(Do this)
Update the records below by replacing each "evenodd" with "nonzero", leaving everything else unchanged.

(Data rows)
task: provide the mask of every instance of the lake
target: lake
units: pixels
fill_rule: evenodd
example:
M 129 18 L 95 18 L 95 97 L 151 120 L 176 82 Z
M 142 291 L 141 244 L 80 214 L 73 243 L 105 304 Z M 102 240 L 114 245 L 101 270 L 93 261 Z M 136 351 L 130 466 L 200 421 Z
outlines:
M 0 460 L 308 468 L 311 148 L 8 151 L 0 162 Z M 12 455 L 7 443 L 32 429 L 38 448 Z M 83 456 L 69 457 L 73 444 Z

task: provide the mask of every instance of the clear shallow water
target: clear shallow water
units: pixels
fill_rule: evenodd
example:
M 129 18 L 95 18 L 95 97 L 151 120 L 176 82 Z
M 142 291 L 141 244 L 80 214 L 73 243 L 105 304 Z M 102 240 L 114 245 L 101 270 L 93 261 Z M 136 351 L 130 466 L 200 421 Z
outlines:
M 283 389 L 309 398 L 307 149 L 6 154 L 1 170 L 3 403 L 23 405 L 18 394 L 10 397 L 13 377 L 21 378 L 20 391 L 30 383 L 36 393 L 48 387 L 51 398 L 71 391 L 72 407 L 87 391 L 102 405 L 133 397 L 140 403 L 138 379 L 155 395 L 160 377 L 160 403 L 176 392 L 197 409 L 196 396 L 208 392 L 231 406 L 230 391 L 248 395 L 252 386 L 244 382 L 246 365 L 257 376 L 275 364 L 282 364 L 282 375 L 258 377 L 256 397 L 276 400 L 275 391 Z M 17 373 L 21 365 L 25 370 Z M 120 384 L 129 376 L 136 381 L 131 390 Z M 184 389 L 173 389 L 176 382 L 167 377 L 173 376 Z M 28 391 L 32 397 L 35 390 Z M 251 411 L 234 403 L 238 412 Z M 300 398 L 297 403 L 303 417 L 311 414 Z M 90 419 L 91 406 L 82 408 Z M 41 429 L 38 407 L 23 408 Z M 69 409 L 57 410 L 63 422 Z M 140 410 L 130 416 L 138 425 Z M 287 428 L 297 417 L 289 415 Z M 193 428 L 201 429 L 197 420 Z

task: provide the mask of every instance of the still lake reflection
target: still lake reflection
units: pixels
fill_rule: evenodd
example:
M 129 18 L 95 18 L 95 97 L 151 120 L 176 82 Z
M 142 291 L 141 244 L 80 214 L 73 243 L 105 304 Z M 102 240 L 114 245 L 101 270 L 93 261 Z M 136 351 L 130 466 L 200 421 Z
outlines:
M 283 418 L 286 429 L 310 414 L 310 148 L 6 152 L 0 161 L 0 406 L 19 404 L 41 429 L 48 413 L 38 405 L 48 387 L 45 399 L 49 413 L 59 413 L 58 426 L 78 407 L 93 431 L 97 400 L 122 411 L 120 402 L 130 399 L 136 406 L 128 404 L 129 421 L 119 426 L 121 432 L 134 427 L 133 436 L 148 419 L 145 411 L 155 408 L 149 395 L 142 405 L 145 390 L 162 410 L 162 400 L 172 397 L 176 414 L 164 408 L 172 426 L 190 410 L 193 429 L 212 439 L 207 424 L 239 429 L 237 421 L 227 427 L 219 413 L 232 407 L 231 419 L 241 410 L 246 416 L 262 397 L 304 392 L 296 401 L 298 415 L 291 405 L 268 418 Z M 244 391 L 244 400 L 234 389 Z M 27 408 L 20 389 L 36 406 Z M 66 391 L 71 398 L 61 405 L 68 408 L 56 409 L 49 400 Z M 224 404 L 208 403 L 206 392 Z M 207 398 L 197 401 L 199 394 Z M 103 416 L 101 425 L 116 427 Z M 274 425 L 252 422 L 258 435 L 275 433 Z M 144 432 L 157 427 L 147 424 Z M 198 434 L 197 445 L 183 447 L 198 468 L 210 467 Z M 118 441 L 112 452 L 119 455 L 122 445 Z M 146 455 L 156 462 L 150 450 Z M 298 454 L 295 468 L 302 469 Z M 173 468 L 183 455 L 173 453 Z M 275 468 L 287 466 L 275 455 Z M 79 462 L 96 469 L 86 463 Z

(Task output)
task: provide the mask of every instance of the lake
target: lake
units: pixels
fill_rule: nonzero
example:
M 129 18 L 95 18 L 95 97 L 151 120 L 176 82 Z
M 142 291 L 141 244 L 80 214 L 73 243 L 105 304 Z M 102 240 L 114 245 L 101 270 L 93 261 Z M 136 351 L 130 466 L 200 421 Z
outlines:
M 0 460 L 308 468 L 311 148 L 8 151 L 0 162 Z M 12 455 L 7 443 L 32 429 L 38 448 Z M 83 456 L 69 457 L 73 444 Z

task: provide the mask of every instance of the clear shallow water
target: clear shallow water
units: pixels
fill_rule: nonzero
example:
M 129 18 L 95 18 L 95 97 L 151 120 L 176 82 Z
M 142 291 L 141 244 L 80 214 L 73 243 L 105 304 Z M 102 240 L 114 245 L 101 270 L 93 261 Z M 136 351 L 130 466 L 200 421 Z
outlines:
M 283 389 L 309 398 L 307 149 L 6 154 L 1 170 L 3 403 L 23 405 L 18 394 L 10 397 L 13 377 L 21 378 L 20 391 L 30 383 L 36 393 L 48 387 L 51 398 L 71 391 L 72 407 L 87 391 L 102 405 L 133 397 L 140 403 L 138 379 L 155 395 L 160 377 L 160 403 L 176 392 L 197 409 L 196 396 L 208 392 L 231 406 L 230 391 L 248 395 L 252 386 L 244 382 L 246 365 L 257 376 L 275 364 L 282 364 L 282 375 L 258 377 L 256 397 L 276 400 L 275 391 Z M 17 373 L 21 365 L 25 370 Z M 120 384 L 129 376 L 136 381 L 131 390 Z M 184 389 L 173 389 L 176 382 L 167 377 L 173 376 Z M 28 391 L 32 397 L 35 390 Z M 251 411 L 234 403 L 238 412 Z M 300 398 L 297 403 L 303 417 L 311 414 Z M 90 419 L 91 406 L 82 408 Z M 41 429 L 38 407 L 23 408 Z M 69 409 L 57 410 L 63 422 Z M 140 410 L 130 416 L 138 425 Z M 287 428 L 297 417 L 289 415 Z M 193 428 L 201 429 L 197 420 Z

task: provide the mask of every instance of the still lake reflection
target: still lake reflection
units: pixels
fill_rule: nonzero
example:
M 129 18 L 95 18 L 95 97 L 151 120 L 176 82 Z
M 142 291 L 141 244 L 80 214 L 73 243 L 105 304 Z M 102 240 L 114 245 L 101 270 L 93 261 Z M 136 351 L 130 466 L 200 421 Z
outlines:
M 283 418 L 286 429 L 310 414 L 310 148 L 6 152 L 0 161 L 0 406 L 19 404 L 41 429 L 48 413 L 38 405 L 48 387 L 45 399 L 49 413 L 59 413 L 58 426 L 78 407 L 93 431 L 97 400 L 122 411 L 120 402 L 130 399 L 136 406 L 128 404 L 129 421 L 119 426 L 121 432 L 134 427 L 133 436 L 148 419 L 145 411 L 155 408 L 149 395 L 142 405 L 145 390 L 162 410 L 162 400 L 172 397 L 176 414 L 164 408 L 172 426 L 190 410 L 193 429 L 212 439 L 207 424 L 239 429 L 237 421 L 227 427 L 219 413 L 232 407 L 231 419 L 241 410 L 246 416 L 262 397 L 304 392 L 296 401 L 298 415 L 291 405 L 268 418 Z M 244 391 L 244 400 L 234 389 Z M 27 408 L 20 389 L 36 406 Z M 66 391 L 71 398 L 61 405 L 68 408 L 56 409 L 49 400 Z M 224 404 L 208 403 L 206 392 Z M 207 398 L 197 401 L 199 394 Z M 103 416 L 101 425 L 116 427 Z M 274 425 L 252 422 L 258 435 L 275 433 Z M 144 432 L 157 427 L 147 424 Z M 198 434 L 197 445 L 183 447 L 198 468 L 210 467 Z M 118 441 L 112 452 L 119 455 L 122 445 Z M 146 455 L 156 462 L 150 450 Z M 298 454 L 295 468 L 302 469 Z M 173 468 L 183 455 L 173 453 Z M 275 468 L 287 466 L 275 455 Z M 79 462 L 96 469 L 86 463 Z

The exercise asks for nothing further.